- **Task prompt**
Count the lines in the items that contain the string "rough", treating uppercase and lowercase as different. Reply with the number alone.

- **Extracted information**

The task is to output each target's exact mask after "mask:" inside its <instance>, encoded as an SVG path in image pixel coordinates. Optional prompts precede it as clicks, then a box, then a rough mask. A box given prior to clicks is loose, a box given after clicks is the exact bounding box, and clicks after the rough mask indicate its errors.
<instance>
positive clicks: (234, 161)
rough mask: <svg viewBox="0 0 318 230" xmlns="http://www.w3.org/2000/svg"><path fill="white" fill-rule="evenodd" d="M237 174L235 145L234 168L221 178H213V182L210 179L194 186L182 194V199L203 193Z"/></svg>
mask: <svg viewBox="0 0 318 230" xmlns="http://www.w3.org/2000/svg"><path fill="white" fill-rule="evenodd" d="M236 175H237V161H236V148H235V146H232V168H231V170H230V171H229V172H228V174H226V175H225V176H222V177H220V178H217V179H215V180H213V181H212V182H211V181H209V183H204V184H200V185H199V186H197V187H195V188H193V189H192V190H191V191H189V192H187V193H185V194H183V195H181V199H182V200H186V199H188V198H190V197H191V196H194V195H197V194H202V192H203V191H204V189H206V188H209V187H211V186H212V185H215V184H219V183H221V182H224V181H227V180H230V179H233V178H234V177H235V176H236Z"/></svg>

- **Reply**
2